**TEXT SECTION**.
Q: Sarah, would you like to give a brief description of The Fire Concerto?
A: The Fire Concerto is a story about a brilliant female musician lost to history and another woman’s quest to ensure she is not forgotten. The book follows a woman named Clara Bishop, a former concert pianist who gave up music when her hand and arm were badly burned in a fire. She’s working as a bartender in Austin, Texas, when her piano teacher dies, leaving Clara an unexpected inheritance: an ornate nineteenth-century metronome with a cryptic message hidden within its box. Clara soon comes to suspect that this unusual bequest is the long-lost metronome of the composer Aleksander Starza, a priceless object missing since 1885, when Starza was murdered by one of his pupils, a prodigiously talented woman alleged to have been insane.
Clara doesn’t know how her teacher came to possess this metronome or why the teacher gave it to Clara. These questions spur her on a journey to Warsaw, where Starza lived and died, to uncover the truth about what really happened the night of his death.
Q: How long did it take you to write The Fire Concerto? Are there any strong lessons and emotions that you hope readers will feel once they turn the final page?
A: I wrote the first draft of this novel very quickly, probably in about four months. The subsequent drafts took much longer. All told, it took about three years to reach the version that was more or less the final draft. There were additional stints of editing over the next year or so, first to make revisions my agent suggested and later to make revisions for my editor. But the bulk of this book was written from 2019-2022.
As for how I want readers to feel at the end of the book, my deepest hope is that they leave the final page satisfied with the reading experience. It takes a long time to read a book, and I want people to feel that the investment they made was worth their while. I also want them to come away with a sense of the novel’s underlying theme, which is that hope can be found within hardship and even tragedy. At its heart, The Fire Concerto is a book about lost dreams and how we find our way to a good life when the life we wanted didn’t work out the way we’d planned.
Q: Can you reveal anything about book two or is it too early to give away any details at this time?
A: I’m underway on a dual-timeline novel set-in rural Indiana in 1881 and 2022. It has nothing to do with music. In fact, I don’t think there’s so much as a song on the radio in the whole draft! But I will say that a story I stumbled across when researching The Fire Concerto was the spark of inspiration for this next one.

(Labeled object pointing entries)
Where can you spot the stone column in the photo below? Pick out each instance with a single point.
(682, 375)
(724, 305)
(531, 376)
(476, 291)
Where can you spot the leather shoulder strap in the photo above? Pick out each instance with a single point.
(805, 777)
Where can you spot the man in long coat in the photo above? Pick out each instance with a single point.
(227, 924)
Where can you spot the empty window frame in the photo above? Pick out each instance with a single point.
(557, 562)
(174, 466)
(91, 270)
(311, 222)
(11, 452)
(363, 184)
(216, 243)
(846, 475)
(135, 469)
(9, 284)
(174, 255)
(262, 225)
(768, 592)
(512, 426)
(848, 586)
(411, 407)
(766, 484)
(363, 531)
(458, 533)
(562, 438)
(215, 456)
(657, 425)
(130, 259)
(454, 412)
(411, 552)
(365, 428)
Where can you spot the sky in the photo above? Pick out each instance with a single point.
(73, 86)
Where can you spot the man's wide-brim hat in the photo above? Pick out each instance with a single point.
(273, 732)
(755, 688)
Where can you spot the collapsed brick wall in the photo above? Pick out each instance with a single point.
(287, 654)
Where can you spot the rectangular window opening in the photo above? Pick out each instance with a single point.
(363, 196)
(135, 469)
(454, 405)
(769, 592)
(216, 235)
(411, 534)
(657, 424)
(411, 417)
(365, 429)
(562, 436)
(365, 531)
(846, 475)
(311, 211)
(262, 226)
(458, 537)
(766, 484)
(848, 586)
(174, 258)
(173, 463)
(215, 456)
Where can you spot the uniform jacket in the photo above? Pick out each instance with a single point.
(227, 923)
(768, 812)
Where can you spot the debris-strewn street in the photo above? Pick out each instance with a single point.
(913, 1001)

...

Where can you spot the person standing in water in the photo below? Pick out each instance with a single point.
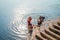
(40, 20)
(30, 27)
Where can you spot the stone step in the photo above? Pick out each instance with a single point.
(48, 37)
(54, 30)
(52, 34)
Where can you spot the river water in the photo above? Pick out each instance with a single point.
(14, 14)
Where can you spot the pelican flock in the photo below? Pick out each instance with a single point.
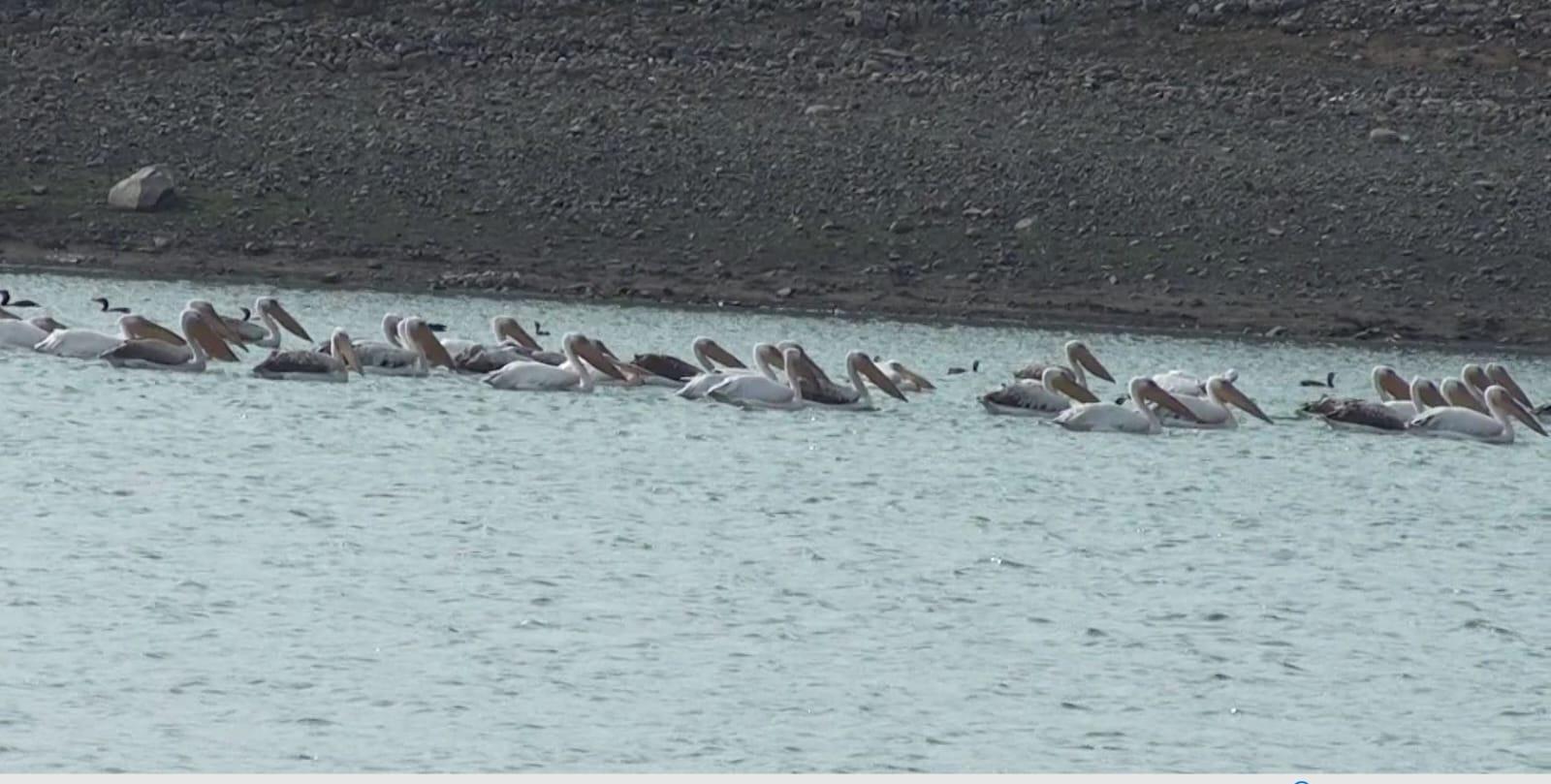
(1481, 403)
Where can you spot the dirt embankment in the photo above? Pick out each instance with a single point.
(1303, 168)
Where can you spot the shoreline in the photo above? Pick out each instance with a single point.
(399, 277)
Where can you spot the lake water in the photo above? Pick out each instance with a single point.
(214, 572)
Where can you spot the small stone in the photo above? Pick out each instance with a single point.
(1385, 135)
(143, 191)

**AIM A**.
Could you write out the part of The Fire Concerto interview that opens with the words containing "Q: Can you reveal" and closes with "this next one.", changing "Indiana" to "Kentucky"?
**AIM B**.
How would the interview about The Fire Concerto continue after its final answer? Write what comes next.

**WRITTEN ANSWER A**.
Q: Can you reveal anything about book two or is it too early to give away any details at this time?
A: I’m underway on a dual-timeline novel set-in rural Kentucky in 1881 and 2022. It has nothing to do with music. In fact, I don’t think there’s so much as a song on the radio in the whole draft! But I will say that a story I stumbled across when researching The Fire Concerto was the spark of inspiration for this next one.

**WRITTEN ANSWER B**.
Q: If The Fire Concerto were to become a movie or tv series, who would be your dream cast to play the characters within the novel?
A: This question is so tough for me! When I write characters, I don’t visualize them in full detail. I think of them more in terms of an essence comprised of their primary physical and personality traits. Of course, I provide a visual description that gives a general sense of what a character looks like, but most of the physical details I reveal are in the service of developing their character rather than their physical being. For instance, I describe my protagonist Clara’s hair as being “a nondescript ash blonde she wore in a high ponytail, with blunt bangs she cut herself.” This is a visual description, yes, but the real work it’s doing is conveying information about who Clara is–someone who doesn’t make a lot of fuss about her appearance. When I read works of fiction, I similarly don’t picture characters in concrete detail. Do other people? I’m so curious! I’m going to start asking!
To address your question, though, if I were going to cast an actor whose appearance most closely resembles what I think Clara looks like, it would be Perry Mattfeld. For Constantia Pleyel, the star of the nineteenth-century plot of this book, I imagine an actor that can convey great passion and great intelligence at the same time, like Marion Cotillard. Matthew Goode would make a wonderful Starza, and Imelda Staunton would be fabulous in the role of Clara’s formidable piano teacher, Madame.